**Given data:**

:::

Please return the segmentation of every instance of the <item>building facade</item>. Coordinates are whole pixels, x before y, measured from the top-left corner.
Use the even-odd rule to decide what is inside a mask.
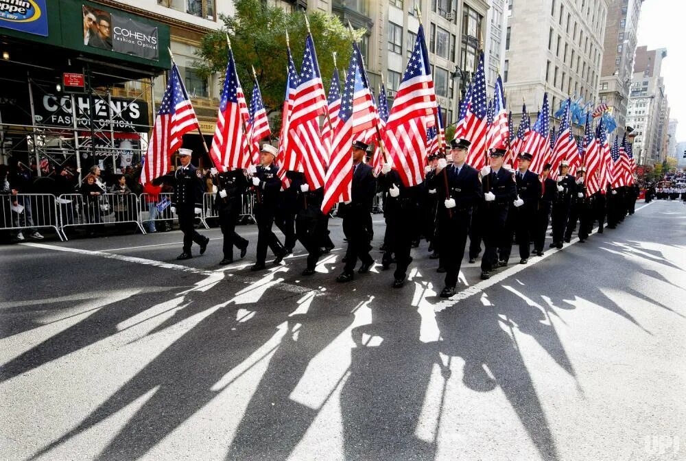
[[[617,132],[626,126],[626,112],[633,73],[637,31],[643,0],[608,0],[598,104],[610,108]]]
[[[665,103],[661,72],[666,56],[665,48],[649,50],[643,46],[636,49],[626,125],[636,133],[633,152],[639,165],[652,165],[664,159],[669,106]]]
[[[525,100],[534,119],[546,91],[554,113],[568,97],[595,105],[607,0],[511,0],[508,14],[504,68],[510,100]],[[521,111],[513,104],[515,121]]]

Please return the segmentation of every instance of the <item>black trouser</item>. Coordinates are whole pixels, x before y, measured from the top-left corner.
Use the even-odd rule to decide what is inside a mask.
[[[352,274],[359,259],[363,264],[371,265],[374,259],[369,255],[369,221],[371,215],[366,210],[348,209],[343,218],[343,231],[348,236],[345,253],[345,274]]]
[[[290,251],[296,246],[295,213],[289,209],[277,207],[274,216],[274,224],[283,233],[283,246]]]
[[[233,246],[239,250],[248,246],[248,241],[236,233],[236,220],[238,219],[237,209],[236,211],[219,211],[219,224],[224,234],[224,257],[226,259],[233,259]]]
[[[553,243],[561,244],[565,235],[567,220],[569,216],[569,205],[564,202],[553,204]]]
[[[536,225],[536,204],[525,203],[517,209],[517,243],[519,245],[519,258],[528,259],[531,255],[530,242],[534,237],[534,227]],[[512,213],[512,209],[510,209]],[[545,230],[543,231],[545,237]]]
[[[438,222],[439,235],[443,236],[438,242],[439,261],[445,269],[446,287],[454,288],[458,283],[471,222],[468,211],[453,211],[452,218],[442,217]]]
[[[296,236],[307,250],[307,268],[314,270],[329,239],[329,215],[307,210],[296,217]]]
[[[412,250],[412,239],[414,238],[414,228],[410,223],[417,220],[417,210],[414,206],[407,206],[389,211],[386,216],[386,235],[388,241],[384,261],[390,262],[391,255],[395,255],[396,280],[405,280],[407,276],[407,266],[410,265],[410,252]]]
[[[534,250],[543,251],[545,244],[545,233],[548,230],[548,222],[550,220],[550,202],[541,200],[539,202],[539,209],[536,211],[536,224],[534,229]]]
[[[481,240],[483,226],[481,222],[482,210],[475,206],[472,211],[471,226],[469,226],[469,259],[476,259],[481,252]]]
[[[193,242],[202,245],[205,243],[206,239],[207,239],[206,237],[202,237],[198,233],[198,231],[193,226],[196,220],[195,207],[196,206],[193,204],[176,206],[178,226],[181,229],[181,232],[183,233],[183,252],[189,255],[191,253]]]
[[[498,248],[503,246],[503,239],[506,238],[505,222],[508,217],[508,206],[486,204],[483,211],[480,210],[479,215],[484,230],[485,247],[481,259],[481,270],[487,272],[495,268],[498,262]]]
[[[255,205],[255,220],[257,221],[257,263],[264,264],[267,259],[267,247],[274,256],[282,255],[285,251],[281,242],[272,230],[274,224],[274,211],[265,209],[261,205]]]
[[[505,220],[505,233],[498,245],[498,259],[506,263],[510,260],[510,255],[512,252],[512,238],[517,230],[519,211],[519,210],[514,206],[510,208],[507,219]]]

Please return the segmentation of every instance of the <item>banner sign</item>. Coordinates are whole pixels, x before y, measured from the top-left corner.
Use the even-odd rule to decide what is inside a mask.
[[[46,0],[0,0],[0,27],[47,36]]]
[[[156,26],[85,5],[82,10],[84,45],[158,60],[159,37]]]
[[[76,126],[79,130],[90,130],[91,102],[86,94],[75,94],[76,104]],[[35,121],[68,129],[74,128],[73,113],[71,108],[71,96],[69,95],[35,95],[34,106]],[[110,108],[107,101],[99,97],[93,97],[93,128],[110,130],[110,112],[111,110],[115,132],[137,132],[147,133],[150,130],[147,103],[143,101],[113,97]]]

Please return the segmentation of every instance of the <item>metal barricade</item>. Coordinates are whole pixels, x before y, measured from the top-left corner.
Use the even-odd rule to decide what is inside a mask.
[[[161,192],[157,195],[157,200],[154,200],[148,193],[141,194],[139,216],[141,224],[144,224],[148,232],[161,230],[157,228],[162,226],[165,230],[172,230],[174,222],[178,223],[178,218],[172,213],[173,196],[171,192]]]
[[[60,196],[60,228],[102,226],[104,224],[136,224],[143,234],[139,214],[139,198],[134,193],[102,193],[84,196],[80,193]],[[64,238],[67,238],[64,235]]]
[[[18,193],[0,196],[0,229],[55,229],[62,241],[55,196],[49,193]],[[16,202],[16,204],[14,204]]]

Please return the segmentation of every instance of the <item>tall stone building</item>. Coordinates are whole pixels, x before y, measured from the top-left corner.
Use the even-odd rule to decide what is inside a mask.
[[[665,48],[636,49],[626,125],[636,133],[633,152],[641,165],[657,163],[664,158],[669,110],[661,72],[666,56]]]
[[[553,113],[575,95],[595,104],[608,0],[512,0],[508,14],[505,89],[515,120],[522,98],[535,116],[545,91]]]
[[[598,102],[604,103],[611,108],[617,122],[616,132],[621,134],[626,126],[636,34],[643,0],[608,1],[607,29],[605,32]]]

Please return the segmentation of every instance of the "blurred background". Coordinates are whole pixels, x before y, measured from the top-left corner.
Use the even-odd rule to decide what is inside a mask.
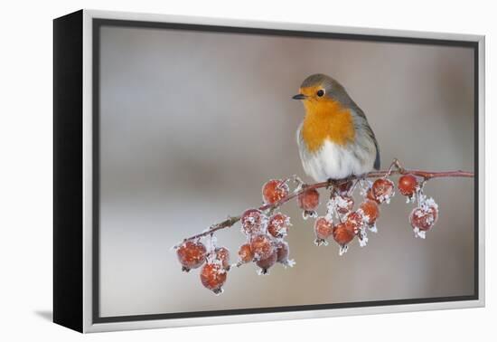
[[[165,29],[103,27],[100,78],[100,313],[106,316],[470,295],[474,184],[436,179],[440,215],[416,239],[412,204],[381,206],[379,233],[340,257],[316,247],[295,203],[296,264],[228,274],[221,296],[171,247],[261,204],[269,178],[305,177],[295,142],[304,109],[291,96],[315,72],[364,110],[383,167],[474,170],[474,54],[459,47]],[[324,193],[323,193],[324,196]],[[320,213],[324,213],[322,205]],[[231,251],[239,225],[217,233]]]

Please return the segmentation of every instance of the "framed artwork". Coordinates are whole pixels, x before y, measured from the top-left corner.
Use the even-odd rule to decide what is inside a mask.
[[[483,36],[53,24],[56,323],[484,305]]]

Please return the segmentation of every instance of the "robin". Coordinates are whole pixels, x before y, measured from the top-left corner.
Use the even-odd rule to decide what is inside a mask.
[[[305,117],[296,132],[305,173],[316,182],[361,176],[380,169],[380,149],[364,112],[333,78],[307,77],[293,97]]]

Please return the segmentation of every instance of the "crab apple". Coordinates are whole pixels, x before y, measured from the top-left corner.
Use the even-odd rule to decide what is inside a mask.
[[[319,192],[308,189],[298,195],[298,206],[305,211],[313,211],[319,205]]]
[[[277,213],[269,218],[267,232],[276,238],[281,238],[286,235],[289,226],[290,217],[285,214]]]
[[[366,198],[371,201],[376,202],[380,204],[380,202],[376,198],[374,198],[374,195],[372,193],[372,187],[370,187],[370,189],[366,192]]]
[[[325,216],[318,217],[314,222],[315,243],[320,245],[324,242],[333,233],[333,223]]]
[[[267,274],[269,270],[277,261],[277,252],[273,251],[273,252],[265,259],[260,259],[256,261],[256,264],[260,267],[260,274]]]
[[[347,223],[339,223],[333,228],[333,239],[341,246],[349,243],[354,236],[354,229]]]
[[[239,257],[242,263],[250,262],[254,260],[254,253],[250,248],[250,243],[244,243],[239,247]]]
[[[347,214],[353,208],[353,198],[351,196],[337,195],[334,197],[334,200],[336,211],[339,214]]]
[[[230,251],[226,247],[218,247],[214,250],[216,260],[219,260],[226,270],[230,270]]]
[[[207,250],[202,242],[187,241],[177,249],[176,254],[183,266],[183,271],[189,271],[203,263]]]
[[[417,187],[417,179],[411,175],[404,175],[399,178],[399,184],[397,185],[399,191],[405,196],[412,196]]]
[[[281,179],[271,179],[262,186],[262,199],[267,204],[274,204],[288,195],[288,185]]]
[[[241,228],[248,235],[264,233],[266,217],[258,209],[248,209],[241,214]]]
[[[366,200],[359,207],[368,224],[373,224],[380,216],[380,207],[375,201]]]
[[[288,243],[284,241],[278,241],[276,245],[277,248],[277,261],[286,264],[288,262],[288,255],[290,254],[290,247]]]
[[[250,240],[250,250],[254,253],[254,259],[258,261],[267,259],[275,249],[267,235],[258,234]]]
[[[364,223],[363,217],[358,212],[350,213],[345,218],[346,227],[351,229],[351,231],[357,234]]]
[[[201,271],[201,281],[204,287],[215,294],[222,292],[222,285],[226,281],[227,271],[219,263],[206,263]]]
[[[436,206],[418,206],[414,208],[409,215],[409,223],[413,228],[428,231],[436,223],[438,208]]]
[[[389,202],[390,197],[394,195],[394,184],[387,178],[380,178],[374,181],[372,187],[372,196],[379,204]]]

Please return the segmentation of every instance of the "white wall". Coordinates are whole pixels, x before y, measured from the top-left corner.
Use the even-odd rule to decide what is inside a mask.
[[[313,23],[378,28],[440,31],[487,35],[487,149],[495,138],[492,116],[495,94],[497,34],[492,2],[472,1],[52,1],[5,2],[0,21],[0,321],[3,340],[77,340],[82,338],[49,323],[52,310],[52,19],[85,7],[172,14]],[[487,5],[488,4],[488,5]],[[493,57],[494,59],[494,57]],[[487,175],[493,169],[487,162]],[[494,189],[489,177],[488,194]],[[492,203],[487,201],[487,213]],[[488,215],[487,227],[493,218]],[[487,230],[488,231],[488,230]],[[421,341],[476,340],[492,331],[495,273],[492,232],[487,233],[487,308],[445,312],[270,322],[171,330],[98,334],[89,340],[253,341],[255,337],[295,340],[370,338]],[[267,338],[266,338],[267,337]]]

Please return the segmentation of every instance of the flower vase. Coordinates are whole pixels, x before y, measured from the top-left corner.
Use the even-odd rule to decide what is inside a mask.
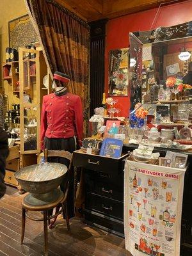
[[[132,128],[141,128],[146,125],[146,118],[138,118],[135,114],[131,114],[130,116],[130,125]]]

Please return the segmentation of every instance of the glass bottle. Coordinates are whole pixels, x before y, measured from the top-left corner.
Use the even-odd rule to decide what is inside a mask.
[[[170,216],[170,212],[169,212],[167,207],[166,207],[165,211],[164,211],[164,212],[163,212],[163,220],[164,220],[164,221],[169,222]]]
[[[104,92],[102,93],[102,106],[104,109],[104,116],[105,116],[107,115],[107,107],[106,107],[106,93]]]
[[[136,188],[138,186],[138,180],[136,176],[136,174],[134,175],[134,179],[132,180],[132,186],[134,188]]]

:::

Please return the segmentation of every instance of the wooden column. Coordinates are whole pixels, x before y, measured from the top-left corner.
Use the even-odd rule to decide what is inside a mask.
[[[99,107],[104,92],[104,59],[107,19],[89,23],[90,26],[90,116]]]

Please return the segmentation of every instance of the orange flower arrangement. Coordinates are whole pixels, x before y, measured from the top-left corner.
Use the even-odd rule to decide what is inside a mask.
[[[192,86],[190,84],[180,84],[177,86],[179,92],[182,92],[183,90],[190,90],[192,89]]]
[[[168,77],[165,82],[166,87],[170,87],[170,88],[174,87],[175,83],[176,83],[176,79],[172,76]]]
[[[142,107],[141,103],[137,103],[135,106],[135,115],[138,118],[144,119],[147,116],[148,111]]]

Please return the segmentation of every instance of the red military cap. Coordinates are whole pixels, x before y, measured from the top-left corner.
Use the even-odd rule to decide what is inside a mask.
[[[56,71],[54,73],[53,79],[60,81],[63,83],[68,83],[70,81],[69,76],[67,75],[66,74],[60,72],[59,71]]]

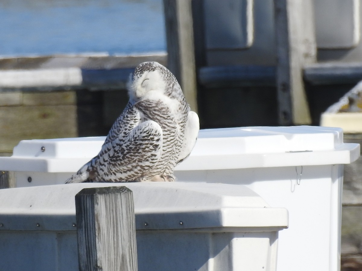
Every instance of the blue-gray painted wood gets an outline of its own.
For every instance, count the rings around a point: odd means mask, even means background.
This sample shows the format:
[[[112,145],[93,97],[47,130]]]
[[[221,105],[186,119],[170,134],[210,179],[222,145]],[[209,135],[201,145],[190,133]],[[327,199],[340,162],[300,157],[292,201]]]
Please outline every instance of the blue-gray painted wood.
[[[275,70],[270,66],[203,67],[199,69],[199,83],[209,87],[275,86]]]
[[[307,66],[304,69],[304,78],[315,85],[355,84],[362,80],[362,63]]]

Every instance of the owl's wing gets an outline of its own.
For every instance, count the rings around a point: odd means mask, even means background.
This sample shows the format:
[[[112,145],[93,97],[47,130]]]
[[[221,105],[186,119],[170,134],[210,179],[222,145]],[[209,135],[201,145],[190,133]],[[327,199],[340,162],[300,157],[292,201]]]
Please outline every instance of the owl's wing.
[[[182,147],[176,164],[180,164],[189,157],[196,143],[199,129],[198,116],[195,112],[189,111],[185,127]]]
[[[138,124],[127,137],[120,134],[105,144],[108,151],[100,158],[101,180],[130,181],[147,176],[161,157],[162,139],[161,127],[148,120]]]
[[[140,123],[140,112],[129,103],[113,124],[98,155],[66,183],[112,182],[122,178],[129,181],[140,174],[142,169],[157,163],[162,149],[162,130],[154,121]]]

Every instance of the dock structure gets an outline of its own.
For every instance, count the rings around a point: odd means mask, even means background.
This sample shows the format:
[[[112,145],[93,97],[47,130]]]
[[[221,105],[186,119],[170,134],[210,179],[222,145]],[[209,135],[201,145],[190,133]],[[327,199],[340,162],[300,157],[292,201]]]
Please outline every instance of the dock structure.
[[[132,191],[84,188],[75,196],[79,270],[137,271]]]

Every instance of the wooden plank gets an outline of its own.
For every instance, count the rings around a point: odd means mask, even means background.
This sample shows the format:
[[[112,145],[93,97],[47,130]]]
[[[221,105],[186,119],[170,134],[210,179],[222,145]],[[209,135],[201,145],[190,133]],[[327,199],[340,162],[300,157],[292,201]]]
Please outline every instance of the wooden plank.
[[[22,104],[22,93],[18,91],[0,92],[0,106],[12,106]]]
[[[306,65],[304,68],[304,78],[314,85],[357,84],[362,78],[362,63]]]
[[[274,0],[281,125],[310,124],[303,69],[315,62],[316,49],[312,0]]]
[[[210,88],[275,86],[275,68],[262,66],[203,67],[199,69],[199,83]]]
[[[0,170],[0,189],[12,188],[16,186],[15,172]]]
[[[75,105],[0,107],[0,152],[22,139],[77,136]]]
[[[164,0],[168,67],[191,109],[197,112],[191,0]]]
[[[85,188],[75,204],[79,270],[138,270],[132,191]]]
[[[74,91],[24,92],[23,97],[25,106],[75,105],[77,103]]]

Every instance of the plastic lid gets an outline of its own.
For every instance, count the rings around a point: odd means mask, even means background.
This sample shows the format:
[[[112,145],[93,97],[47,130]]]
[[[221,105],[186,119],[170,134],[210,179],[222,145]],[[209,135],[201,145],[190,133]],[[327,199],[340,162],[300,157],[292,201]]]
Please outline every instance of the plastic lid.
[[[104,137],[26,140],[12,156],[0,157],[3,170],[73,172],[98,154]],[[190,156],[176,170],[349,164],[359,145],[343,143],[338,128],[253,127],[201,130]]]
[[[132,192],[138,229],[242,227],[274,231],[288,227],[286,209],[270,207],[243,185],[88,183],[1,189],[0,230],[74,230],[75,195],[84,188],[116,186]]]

:::

**Aim of the exercise:**
Reproduce the material from the line with "Please return the segmentation of every instance of the red" up to and including the line with "[[[132,191],[84,188],[75,196],[79,270],[137,271]]]", keeping every character unchanged. Leave the pictures out of your answer.

**Exercise solution:**
Please return the segmentation of every instance of the red military cap. Coordinates are whole pixels, x before y, measured from the top-left corner.
Use the even-odd rule to decide what is inside a mask.
[[[56,71],[54,73],[53,79],[60,81],[63,83],[68,83],[70,81],[69,76],[67,75],[66,74],[60,72],[59,71]]]

Every instance of the blue-gray painted wood gets an outline of its own.
For every instance, count the rings around a point: odd means mask, even means background.
This sample shows the format:
[[[112,145],[93,97],[47,130]]]
[[[221,105],[186,119],[170,134],[210,179],[222,145]],[[209,135],[201,145],[190,133]],[[327,199],[340,162],[300,157],[292,201]]]
Please outline every instance of the blue-gray painted wood.
[[[275,70],[270,66],[203,67],[199,69],[199,83],[209,87],[275,86]]]
[[[307,66],[304,69],[304,78],[315,85],[355,84],[362,80],[362,63]]]

Every instance of the owl's wing gets an outline of its own.
For every instance, count the rings around a point: odd means mask, even means background.
This sample shows the format:
[[[112,145],[93,97],[47,130]]]
[[[221,105],[186,119],[170,134],[210,179],[222,145]],[[209,135],[201,145],[190,133]],[[327,199],[340,162],[300,157],[292,201]]]
Please outline every instance of the owl's wing.
[[[182,147],[176,164],[180,164],[189,157],[196,143],[199,129],[198,116],[195,112],[189,111],[185,127]]]
[[[138,124],[127,137],[120,134],[105,144],[108,151],[100,158],[101,180],[130,181],[147,176],[161,157],[162,139],[161,127],[148,120]]]
[[[140,123],[140,112],[129,103],[113,124],[98,155],[66,183],[112,182],[122,178],[129,181],[140,174],[142,169],[157,163],[162,149],[162,130],[154,121]]]

Every instance of the dock structure gets an outline of its own.
For every instance, count the rings around a point: odd means mask, even means background.
This sample shows the format:
[[[112,145],[93,97],[47,130]]]
[[[221,105],[186,119],[170,134],[210,179],[222,145]],[[209,135],[201,145],[190,133]],[[327,199],[340,162],[300,157],[292,201]]]
Please outline every instance of the dock structure.
[[[132,191],[84,188],[75,196],[79,270],[137,271]]]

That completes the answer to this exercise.